Task instructions » Write each line exactly, from the line that holds "of the tweed" through the final line of the material, and no other line.

------

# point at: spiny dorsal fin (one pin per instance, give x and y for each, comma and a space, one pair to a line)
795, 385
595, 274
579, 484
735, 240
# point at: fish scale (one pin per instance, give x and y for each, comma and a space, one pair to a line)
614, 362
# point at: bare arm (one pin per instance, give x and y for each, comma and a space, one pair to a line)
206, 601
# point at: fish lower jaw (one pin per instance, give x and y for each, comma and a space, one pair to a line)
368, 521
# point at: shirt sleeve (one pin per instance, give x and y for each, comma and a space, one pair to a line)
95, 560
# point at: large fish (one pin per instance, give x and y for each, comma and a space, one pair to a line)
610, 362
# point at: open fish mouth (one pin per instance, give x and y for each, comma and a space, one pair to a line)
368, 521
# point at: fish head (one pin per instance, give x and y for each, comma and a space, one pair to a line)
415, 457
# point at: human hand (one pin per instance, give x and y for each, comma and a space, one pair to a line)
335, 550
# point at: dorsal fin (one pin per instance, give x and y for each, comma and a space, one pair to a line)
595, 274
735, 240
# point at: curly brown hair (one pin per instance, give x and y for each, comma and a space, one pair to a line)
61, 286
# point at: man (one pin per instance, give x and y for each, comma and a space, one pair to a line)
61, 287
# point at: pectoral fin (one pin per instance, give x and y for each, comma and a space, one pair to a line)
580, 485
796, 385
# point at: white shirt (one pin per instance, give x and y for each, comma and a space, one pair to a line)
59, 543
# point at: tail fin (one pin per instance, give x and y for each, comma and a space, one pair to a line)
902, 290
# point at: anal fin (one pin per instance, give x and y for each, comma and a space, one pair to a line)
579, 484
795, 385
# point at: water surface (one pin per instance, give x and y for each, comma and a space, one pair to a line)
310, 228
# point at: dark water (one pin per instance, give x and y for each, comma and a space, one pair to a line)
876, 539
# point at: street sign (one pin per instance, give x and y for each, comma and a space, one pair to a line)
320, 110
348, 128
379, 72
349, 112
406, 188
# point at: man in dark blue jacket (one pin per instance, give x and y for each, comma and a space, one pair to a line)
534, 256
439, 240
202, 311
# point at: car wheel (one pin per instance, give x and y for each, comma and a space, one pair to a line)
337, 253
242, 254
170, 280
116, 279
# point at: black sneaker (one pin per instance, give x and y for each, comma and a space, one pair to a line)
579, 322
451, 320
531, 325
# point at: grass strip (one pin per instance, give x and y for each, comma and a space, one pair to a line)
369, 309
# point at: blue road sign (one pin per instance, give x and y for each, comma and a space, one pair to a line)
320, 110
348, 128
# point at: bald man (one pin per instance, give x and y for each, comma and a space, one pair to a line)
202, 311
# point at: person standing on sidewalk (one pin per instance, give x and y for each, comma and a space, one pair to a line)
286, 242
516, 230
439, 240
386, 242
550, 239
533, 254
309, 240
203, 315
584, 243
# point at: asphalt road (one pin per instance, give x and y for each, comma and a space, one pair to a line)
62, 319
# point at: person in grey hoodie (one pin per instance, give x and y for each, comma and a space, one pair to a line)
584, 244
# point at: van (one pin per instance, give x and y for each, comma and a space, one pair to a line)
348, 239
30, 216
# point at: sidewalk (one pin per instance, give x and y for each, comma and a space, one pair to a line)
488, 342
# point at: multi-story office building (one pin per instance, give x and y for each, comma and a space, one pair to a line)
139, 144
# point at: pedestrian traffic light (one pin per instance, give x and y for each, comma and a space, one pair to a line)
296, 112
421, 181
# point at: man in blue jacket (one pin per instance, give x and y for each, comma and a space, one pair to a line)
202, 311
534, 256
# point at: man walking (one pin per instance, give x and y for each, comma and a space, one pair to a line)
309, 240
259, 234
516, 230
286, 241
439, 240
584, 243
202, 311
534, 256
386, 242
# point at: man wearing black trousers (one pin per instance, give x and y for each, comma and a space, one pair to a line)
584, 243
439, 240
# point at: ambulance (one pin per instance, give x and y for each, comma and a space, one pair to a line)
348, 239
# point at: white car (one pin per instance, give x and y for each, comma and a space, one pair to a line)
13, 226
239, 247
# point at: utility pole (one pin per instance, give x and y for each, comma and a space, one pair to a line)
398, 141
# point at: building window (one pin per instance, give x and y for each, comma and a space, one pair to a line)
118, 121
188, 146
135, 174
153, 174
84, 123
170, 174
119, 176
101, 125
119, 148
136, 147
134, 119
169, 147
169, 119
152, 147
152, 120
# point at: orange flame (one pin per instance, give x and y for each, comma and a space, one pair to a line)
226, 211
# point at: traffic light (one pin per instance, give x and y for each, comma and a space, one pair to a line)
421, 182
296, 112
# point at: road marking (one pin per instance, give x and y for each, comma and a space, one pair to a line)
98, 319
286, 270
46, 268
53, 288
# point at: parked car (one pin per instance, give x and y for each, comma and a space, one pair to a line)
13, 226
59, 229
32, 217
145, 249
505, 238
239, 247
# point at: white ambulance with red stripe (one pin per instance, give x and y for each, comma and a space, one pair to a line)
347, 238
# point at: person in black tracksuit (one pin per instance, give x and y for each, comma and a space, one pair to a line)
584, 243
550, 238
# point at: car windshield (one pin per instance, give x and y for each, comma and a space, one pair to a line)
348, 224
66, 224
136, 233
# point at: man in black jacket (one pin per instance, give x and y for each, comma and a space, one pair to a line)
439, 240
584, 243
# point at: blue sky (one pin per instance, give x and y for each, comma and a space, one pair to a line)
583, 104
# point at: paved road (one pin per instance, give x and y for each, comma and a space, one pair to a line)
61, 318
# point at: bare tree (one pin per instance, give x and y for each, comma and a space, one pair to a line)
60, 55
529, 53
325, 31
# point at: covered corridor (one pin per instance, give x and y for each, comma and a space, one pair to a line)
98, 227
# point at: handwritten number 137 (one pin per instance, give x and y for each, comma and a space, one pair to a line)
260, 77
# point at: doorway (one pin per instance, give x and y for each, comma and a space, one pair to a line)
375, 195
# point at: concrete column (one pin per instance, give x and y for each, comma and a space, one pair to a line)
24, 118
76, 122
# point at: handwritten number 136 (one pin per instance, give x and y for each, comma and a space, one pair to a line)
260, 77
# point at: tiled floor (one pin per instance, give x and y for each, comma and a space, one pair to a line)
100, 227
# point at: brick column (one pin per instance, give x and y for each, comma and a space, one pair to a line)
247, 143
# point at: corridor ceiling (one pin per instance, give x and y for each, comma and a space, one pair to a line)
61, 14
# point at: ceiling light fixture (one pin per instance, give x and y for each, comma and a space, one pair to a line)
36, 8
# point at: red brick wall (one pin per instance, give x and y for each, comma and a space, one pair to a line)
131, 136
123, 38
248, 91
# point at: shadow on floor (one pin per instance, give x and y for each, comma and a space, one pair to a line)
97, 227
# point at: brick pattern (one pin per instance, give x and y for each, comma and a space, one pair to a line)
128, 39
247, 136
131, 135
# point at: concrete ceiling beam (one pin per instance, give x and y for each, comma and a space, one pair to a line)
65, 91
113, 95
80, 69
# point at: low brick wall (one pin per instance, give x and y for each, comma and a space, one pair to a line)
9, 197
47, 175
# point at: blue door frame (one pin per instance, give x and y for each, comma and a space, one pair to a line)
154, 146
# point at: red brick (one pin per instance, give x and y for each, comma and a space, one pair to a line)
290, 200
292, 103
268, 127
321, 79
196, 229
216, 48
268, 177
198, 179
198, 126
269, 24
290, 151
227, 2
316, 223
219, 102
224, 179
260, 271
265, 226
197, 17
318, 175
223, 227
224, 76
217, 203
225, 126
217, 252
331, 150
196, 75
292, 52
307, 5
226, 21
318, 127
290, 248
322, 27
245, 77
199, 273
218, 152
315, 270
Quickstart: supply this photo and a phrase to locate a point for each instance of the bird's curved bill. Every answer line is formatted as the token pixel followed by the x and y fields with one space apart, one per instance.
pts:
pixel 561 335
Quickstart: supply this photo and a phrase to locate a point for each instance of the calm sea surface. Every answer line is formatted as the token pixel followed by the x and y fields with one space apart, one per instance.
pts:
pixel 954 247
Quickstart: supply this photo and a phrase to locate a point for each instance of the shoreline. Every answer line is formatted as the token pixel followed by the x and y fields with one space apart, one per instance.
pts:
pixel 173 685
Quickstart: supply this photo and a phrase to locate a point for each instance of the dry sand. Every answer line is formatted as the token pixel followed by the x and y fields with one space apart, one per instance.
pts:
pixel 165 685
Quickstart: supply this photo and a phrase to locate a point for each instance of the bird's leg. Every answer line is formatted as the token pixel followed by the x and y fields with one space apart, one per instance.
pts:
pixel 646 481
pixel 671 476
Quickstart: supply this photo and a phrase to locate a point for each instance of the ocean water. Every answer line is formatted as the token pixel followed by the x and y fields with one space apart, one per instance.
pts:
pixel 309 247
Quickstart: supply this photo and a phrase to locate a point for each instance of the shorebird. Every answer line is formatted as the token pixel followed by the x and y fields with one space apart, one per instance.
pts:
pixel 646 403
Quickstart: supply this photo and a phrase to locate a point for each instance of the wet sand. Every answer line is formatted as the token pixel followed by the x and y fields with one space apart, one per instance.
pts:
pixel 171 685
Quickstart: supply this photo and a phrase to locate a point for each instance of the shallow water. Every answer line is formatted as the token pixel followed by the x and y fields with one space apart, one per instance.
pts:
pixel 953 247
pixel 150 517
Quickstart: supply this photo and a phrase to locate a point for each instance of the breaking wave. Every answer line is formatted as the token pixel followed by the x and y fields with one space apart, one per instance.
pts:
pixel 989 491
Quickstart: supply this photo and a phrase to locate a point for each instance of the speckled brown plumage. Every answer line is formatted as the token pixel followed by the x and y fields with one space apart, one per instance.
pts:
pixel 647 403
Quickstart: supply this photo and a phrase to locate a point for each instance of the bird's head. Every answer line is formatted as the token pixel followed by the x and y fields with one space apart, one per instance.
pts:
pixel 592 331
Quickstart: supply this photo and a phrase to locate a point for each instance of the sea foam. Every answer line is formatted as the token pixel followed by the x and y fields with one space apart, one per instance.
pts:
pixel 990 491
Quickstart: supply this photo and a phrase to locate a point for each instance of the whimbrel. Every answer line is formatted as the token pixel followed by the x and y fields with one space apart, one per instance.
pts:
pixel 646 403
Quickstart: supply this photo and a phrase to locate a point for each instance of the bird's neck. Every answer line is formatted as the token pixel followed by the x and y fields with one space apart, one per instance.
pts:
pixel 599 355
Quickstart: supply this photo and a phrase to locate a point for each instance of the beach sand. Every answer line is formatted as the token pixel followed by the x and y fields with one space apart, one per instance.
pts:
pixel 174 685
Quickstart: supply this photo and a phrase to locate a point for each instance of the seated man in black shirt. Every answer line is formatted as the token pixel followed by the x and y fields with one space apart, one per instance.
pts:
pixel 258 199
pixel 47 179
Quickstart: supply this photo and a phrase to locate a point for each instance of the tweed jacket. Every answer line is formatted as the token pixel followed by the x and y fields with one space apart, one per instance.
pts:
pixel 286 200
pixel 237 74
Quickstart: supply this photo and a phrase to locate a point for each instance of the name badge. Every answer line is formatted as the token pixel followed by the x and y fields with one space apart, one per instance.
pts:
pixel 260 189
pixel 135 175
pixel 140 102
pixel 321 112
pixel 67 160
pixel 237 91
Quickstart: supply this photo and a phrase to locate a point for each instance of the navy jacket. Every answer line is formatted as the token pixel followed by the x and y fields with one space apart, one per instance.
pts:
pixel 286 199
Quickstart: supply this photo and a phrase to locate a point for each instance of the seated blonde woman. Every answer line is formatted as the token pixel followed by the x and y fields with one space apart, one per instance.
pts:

------

Exercise response »
Quickstart: supply this photo and a phrase to locate a point for each instance of the tweed jacket. Every answer line is formatted as the token pixel followed by the x and y fields with one space apart, one per instance.
pts:
pixel 286 200
pixel 237 74
Quickstart: supply this photo and a phrase to locate a point for each instance of the name badge. Every answer line is formatted as the token pixel followed by the x and y fields with one space apart, one per instance.
pts:
pixel 260 189
pixel 135 175
pixel 140 102
pixel 321 112
pixel 67 160
pixel 237 91
Quickstart: supply this photo and a phrase to locate a point for each instance of the navy jacket. Every answer line is formatted as the token pixel followed by the x and y fields with one space apart, one per instance.
pts:
pixel 286 199
Quickstart: supply this photo and a phrase to locate a point for each instance of the seated blonde woman. Every answer line is formatted as the token pixel followed by the x and y fields with one space apart, one per instance.
pts:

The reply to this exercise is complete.